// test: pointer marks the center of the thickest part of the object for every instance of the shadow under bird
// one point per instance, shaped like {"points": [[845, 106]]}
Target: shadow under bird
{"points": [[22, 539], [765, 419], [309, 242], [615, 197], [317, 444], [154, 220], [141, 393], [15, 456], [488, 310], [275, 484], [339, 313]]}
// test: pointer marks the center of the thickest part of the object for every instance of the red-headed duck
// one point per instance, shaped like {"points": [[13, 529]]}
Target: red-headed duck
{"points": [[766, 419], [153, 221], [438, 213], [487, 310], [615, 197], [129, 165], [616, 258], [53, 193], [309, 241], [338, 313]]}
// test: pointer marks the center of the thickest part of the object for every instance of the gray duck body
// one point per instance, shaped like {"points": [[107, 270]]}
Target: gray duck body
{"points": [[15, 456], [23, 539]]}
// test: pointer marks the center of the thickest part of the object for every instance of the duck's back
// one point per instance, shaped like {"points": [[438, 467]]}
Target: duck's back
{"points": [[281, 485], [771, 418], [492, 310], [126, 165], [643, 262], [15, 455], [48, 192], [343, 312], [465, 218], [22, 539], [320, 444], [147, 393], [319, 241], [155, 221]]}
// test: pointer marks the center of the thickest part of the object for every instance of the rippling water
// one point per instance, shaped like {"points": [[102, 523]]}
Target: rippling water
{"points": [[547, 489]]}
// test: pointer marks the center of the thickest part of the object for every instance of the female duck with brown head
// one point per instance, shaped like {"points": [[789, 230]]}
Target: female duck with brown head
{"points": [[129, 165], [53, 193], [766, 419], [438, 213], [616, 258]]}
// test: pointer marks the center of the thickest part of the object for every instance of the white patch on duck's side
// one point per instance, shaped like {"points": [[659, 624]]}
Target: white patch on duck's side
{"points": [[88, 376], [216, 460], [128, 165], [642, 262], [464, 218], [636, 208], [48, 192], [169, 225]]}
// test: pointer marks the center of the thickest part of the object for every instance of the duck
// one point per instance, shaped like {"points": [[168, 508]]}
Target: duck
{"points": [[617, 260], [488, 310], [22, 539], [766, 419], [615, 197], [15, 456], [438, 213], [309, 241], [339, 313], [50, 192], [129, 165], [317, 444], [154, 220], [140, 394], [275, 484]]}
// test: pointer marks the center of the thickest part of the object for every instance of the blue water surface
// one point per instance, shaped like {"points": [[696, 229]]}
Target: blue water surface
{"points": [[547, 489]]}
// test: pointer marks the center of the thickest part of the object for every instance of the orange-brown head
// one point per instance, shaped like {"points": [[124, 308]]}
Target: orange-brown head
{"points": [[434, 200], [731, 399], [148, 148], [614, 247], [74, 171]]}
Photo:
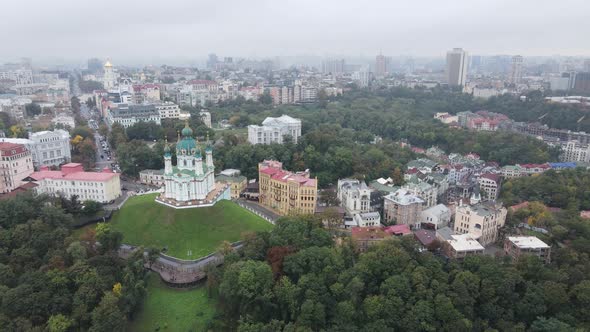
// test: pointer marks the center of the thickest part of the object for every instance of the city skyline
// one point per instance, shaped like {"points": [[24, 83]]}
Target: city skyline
{"points": [[61, 29]]}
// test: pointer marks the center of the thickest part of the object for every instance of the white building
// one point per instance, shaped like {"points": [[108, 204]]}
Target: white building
{"points": [[109, 79], [128, 115], [19, 76], [403, 208], [515, 246], [367, 219], [191, 183], [354, 196], [425, 191], [48, 148], [461, 246], [169, 110], [437, 216], [206, 118], [16, 164], [482, 221], [516, 71], [489, 183], [15, 106], [274, 129], [362, 78], [71, 180], [456, 69], [64, 120], [574, 151]]}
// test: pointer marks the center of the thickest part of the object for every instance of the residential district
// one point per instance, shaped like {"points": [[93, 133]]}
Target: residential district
{"points": [[450, 199], [77, 135]]}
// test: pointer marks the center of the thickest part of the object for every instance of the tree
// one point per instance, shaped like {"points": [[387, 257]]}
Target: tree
{"points": [[91, 207], [109, 240], [107, 317], [18, 131], [59, 323], [265, 98], [32, 109]]}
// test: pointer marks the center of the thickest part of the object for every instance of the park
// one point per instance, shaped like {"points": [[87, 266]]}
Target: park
{"points": [[185, 234]]}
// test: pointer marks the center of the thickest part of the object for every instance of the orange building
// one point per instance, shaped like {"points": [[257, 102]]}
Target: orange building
{"points": [[286, 192]]}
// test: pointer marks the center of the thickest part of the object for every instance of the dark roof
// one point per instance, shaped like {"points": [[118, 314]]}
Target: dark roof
{"points": [[425, 236]]}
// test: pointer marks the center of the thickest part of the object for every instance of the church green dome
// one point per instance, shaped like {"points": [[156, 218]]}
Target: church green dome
{"points": [[187, 131], [187, 146]]}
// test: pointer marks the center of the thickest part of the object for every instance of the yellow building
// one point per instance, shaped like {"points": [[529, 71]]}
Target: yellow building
{"points": [[238, 182], [286, 192]]}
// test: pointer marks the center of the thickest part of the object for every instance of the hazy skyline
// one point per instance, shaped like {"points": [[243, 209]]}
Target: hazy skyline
{"points": [[191, 29]]}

Stated problem: Reproduce the material above word for word, omitting the pictures.

Exercise output:
// test: pointer marks the center of the thickest part of the object for every instance of the shadow under bird
// one point per instance, shaped like {"points": [[845, 106]]}
Target: shadow under bird
{"points": [[22, 539], [765, 419], [309, 242], [615, 197], [317, 444], [154, 220], [141, 393], [15, 456], [488, 310], [275, 484], [339, 313]]}
// test: pointer marks the center of the thickest part of the object for every instance of the red-headed duck
// one point per instance, shaped like {"points": [[13, 529]]}
Target: red-headed duck
{"points": [[766, 419], [153, 221], [438, 213], [487, 310], [615, 197], [129, 165], [616, 258], [53, 193], [309, 241], [338, 313]]}
// test: pointer marks the center of the thickest part of the object for every instance of the gray duck body
// one point per instance, shaped like {"points": [[107, 270]]}
Target: gray duck body
{"points": [[15, 456], [23, 539]]}
// test: pointer marks the center of the thickest part of the object for every instance of the duck's back
// one point per instance, shaped like {"points": [[438, 467]]}
Target: duck's back
{"points": [[281, 485], [771, 418], [492, 310], [126, 165], [643, 262], [15, 455], [48, 192], [343, 312], [465, 218], [22, 539], [320, 444], [147, 393], [319, 241], [155, 221]]}
// test: pointer marks the center of the thickest part of the object for every instance of the rippling water
// one point per instance, shaped like {"points": [[102, 523]]}
Target: rippling water
{"points": [[547, 489]]}
// test: pointer marks the center of the thickest part of the object for every instance of the female duck with brown head
// one point per instance, shaped like {"points": [[789, 230]]}
Target: female duck with brown head
{"points": [[129, 165], [53, 193], [766, 419], [438, 213], [616, 258]]}
// test: pointer marks the center of the thickest part of the object for every instance of the white patch on duck's side
// one point per instance, shaped like {"points": [[659, 624]]}
Target: white patch on duck's side
{"points": [[88, 376], [216, 460], [128, 165], [642, 262], [464, 218], [636, 208], [48, 192], [169, 225]]}
// test: pointer marks the center of the thickest part of the object for every instance of the duck
// one point per instance, shaped like {"points": [[168, 508]]}
Target: duck
{"points": [[617, 260], [488, 310], [22, 539], [766, 419], [615, 197], [15, 456], [438, 213], [309, 241], [339, 313], [50, 192], [129, 165], [317, 444], [154, 220], [140, 394], [275, 484]]}
// test: pointer marks the center of the thickest part of the object for every instance of the blue water surface
// one point per instance, shaped like {"points": [[696, 229]]}
Target: blue water surface
{"points": [[547, 489]]}
// test: pointer marks the center of the thickest part of the object for every instance of the orange-brown head
// one point per instance, shaped like {"points": [[124, 308]]}
Target: orange-brown head
{"points": [[434, 200], [731, 399], [148, 148], [614, 247], [74, 171]]}
Photo:
// test: pointer marks the center of the thickest part of the object for every instance of the city skyline
// one point per instance, shaped like {"points": [[24, 83]]}
Target: city skyline
{"points": [[61, 29]]}
// test: pointer marks the center of the thickest part of the object for every instance of the white building
// one point per instance, shaped like {"points": [[108, 204]]}
Target: white building
{"points": [[109, 79], [128, 115], [19, 76], [403, 208], [515, 246], [367, 219], [191, 183], [354, 196], [425, 191], [48, 148], [461, 246], [169, 110], [437, 216], [206, 118], [16, 164], [482, 221], [516, 71], [489, 183], [15, 106], [274, 129], [362, 78], [71, 180], [456, 69], [64, 120], [574, 151]]}
// test: pointer marks the center of the thickest part of the object for every instance of the residential district
// one point per instance, shaped like {"points": [[93, 133]]}
Target: residential district
{"points": [[450, 199], [77, 135]]}
// test: pointer marks the center of the thickest part of the object for every instance of the tree
// one point per instance, shaped like {"points": [[387, 257]]}
Target: tree
{"points": [[91, 207], [109, 240], [107, 317], [18, 131], [59, 323], [265, 98], [32, 109]]}
// test: pointer marks the center of the thickest part of the object for every instance of the park
// one point per instance, shaped like {"points": [[87, 266]]}
Target: park
{"points": [[185, 234]]}
// test: pointer marks the center of the thickest part of the object for every instance of the orange building
// one point per instance, shaped like {"points": [[257, 102]]}
Target: orange building
{"points": [[286, 192]]}
// test: pointer marks the center of the thickest part of the object for every instance of the dark roof
// one point per instance, shaped like {"points": [[118, 314]]}
Target: dark roof
{"points": [[425, 236]]}
// test: pointer marks the center of the thickest part of the object for every instance of the church green dome
// one point per instance, shaped like {"points": [[156, 218]]}
Target: church green dome
{"points": [[187, 131], [187, 146]]}
// test: pointer marks the center of the thickest part of the object for every instance of the yellow building
// one point per instance, shaped like {"points": [[529, 71]]}
Target: yellow building
{"points": [[238, 182], [286, 192]]}
// test: pointer marks the center of the thickest part of the object for every instance of the hazy skyline
// one point per instance, shaped like {"points": [[243, 209]]}
Target: hazy skyline
{"points": [[191, 29]]}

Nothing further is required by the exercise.